— Begin RAW DATA —
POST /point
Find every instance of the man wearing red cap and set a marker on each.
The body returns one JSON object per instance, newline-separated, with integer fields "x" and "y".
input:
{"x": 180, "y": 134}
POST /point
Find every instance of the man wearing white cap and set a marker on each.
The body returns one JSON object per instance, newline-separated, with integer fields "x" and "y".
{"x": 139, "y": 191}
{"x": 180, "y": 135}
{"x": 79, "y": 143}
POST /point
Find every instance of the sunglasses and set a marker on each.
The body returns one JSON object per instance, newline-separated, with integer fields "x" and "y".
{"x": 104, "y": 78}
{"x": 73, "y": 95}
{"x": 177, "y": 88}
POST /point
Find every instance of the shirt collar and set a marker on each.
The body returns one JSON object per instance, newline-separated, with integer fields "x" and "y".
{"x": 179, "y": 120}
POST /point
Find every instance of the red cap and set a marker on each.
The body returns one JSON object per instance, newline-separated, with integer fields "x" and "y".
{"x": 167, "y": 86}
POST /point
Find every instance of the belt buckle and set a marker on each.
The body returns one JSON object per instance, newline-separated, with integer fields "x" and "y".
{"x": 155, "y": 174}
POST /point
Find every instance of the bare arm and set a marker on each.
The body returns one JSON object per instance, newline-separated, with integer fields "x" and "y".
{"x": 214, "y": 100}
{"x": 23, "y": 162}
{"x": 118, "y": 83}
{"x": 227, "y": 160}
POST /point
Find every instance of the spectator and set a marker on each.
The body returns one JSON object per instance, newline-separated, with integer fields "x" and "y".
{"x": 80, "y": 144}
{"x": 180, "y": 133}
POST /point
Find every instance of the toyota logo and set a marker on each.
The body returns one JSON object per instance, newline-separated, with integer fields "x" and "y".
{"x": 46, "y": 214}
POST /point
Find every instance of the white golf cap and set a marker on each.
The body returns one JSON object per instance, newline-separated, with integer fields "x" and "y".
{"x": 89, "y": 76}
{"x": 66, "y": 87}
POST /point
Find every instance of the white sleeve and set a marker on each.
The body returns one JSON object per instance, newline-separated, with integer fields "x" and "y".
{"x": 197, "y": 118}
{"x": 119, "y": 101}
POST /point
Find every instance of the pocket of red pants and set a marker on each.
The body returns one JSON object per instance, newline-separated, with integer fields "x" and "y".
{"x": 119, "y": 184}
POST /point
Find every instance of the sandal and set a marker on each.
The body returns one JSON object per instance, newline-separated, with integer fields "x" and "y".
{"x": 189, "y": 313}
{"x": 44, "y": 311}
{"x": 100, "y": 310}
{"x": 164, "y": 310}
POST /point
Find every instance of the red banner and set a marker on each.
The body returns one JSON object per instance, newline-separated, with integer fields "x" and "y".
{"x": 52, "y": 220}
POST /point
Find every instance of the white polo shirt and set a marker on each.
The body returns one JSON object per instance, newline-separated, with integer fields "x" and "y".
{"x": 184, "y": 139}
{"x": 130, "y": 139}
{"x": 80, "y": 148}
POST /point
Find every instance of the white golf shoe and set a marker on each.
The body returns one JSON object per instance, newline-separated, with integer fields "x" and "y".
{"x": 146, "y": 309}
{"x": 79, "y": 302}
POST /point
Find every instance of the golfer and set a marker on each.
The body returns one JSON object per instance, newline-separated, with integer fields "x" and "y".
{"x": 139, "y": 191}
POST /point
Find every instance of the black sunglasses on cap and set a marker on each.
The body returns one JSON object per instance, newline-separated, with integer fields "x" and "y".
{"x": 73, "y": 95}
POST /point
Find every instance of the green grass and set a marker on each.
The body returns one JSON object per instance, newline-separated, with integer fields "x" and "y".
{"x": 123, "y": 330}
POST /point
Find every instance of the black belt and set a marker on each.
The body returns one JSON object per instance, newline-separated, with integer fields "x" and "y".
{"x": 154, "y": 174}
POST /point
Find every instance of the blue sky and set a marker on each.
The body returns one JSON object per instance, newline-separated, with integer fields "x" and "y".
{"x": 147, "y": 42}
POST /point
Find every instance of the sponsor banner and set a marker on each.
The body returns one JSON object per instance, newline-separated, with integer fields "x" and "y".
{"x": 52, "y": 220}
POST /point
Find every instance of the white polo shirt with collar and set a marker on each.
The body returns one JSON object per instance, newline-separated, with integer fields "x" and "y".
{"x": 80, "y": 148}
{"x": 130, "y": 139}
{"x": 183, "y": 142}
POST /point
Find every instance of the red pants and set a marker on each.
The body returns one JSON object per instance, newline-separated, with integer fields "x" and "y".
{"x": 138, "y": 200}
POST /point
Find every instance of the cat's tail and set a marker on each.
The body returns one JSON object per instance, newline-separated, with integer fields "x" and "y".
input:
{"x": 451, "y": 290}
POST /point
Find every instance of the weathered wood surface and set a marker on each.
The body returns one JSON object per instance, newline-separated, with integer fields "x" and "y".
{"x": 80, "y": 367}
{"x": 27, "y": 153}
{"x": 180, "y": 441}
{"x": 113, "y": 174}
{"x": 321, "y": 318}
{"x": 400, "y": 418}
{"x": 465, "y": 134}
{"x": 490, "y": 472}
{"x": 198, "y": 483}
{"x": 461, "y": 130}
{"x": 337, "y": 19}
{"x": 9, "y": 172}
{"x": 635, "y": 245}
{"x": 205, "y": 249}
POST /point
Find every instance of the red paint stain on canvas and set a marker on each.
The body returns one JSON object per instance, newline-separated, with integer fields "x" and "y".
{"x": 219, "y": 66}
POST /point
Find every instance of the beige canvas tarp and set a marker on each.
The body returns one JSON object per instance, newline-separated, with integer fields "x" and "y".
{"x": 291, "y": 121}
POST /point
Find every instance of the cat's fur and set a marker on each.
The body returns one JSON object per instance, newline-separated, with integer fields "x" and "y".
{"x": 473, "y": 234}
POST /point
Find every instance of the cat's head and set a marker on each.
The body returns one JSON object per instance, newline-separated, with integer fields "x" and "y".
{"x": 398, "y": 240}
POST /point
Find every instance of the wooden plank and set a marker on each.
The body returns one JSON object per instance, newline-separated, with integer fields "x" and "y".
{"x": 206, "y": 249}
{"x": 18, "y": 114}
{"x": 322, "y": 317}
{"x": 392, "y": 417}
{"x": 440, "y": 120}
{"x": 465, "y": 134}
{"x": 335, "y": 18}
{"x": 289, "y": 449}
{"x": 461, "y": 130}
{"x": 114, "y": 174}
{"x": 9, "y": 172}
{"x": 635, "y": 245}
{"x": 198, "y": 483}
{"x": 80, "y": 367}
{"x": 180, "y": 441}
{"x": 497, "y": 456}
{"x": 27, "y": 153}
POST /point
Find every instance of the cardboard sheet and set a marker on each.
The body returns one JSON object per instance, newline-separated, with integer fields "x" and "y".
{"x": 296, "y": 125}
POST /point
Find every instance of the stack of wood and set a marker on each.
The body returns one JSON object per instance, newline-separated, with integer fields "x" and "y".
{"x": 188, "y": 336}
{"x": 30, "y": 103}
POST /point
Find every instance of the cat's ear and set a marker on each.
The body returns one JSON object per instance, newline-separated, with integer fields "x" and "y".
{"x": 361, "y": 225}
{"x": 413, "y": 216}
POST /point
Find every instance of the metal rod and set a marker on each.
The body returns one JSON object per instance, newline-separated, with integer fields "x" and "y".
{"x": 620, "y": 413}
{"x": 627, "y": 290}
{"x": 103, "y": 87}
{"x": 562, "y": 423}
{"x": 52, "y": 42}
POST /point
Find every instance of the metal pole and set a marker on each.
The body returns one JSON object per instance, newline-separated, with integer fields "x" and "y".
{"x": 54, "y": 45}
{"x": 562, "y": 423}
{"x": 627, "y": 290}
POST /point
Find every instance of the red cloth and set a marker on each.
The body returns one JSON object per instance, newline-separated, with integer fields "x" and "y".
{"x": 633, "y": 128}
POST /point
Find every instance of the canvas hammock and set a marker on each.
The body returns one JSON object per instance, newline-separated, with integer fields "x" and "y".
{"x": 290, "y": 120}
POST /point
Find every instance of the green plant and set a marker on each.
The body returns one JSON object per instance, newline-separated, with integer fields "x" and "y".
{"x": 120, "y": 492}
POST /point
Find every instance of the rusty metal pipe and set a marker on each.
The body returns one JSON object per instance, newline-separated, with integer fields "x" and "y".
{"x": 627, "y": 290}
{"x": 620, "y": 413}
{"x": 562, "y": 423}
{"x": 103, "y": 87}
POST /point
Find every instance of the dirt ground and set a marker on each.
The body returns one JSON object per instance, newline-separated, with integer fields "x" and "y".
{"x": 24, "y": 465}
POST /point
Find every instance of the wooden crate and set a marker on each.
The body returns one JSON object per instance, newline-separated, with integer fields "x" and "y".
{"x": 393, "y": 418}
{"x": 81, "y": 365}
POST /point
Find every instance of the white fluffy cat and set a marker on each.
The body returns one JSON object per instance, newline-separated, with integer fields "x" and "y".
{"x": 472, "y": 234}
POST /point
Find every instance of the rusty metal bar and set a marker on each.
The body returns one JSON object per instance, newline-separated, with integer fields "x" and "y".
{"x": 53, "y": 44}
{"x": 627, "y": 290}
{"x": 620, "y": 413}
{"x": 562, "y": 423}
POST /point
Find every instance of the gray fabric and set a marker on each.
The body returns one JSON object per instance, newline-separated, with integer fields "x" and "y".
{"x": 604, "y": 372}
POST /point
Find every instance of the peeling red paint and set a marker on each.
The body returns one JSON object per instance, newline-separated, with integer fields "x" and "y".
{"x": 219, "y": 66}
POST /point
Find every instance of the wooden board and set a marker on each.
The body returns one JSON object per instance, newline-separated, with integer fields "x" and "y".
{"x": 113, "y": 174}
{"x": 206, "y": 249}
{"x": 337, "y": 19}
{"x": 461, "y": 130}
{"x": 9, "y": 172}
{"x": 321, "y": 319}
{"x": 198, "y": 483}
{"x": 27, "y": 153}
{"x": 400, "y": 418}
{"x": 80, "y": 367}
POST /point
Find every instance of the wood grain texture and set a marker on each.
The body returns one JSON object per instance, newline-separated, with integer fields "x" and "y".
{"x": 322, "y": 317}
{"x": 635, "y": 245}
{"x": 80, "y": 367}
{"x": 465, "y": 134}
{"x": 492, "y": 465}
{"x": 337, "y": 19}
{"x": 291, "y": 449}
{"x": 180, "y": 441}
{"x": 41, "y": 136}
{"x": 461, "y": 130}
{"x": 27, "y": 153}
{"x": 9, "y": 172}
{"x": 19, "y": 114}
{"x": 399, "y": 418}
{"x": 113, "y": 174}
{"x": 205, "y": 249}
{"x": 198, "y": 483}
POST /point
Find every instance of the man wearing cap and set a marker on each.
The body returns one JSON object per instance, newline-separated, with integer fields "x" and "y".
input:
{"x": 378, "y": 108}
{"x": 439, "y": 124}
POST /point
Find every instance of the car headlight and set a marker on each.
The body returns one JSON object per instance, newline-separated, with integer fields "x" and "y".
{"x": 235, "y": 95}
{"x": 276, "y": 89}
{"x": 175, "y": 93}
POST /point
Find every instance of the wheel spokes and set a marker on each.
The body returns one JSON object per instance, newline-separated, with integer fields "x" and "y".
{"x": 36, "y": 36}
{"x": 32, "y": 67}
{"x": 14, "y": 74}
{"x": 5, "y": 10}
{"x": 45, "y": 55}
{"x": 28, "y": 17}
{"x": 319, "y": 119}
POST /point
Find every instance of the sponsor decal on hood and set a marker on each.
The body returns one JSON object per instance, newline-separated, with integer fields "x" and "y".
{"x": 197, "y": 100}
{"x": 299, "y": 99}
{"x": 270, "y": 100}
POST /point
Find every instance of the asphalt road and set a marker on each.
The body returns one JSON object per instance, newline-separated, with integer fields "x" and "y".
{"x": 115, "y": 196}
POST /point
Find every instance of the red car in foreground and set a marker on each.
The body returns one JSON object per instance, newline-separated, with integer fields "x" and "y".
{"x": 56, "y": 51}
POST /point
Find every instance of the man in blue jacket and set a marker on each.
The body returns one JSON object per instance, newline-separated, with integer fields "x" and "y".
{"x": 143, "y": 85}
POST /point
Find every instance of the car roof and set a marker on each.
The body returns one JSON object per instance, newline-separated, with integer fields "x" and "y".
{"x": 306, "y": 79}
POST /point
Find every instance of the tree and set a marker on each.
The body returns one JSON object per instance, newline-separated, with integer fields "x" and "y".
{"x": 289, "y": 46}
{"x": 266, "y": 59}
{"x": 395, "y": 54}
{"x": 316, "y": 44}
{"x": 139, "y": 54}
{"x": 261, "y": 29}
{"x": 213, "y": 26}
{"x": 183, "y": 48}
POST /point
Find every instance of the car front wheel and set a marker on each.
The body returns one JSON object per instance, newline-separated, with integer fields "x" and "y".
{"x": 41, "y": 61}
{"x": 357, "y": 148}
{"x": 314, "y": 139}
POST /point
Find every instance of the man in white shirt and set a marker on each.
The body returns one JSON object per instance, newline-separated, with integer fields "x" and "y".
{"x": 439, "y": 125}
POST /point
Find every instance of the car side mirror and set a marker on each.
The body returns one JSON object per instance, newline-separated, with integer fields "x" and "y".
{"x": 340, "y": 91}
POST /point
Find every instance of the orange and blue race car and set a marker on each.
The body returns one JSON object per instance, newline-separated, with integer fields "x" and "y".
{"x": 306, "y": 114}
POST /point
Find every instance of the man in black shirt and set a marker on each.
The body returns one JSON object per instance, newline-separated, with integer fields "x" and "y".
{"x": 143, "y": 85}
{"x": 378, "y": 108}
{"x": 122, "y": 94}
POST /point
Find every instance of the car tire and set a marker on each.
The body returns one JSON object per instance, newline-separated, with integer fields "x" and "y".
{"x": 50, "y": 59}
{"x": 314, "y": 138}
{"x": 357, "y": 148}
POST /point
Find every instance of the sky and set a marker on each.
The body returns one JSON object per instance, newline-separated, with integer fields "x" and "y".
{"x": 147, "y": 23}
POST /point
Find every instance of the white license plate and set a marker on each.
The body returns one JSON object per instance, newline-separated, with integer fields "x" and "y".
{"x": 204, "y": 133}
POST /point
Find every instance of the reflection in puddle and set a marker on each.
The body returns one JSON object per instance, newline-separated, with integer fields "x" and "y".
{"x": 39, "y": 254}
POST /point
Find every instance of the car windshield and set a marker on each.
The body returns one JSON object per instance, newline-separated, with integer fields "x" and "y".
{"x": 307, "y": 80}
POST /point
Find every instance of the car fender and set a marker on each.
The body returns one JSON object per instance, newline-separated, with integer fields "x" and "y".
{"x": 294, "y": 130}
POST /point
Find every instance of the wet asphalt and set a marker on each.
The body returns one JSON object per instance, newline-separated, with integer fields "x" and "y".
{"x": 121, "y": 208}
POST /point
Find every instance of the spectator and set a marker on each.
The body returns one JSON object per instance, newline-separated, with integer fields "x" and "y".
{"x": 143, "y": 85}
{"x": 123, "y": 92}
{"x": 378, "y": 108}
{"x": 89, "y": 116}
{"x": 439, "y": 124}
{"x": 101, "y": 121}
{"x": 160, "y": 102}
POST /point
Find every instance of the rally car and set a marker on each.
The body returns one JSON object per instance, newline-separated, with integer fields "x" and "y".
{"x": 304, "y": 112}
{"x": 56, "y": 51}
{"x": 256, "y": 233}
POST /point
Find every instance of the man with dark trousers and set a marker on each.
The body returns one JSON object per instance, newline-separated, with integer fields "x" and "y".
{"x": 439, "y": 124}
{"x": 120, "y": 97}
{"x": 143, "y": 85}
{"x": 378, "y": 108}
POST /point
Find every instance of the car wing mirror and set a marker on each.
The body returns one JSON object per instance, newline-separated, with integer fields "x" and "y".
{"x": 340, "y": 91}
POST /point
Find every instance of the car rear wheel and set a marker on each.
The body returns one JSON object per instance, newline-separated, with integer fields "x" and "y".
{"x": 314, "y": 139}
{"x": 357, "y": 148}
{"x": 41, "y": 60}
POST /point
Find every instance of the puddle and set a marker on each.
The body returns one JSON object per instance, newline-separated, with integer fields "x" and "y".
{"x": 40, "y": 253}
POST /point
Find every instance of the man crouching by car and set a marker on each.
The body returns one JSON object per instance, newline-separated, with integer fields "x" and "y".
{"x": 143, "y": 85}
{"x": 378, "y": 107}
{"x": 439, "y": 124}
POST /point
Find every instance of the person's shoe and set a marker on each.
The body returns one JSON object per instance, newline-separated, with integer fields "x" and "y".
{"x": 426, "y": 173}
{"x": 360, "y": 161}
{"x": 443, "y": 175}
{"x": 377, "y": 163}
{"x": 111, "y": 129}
— End RAW DATA —
» TASK BRIEF
Extract, verbatim and in their original order, all lines above that contain the word "puddle".

» COMPLETE RESPONSE
Find every instance of the reflection in puddle and set a marker on each.
Find every instance of the puddle and set a marker on each.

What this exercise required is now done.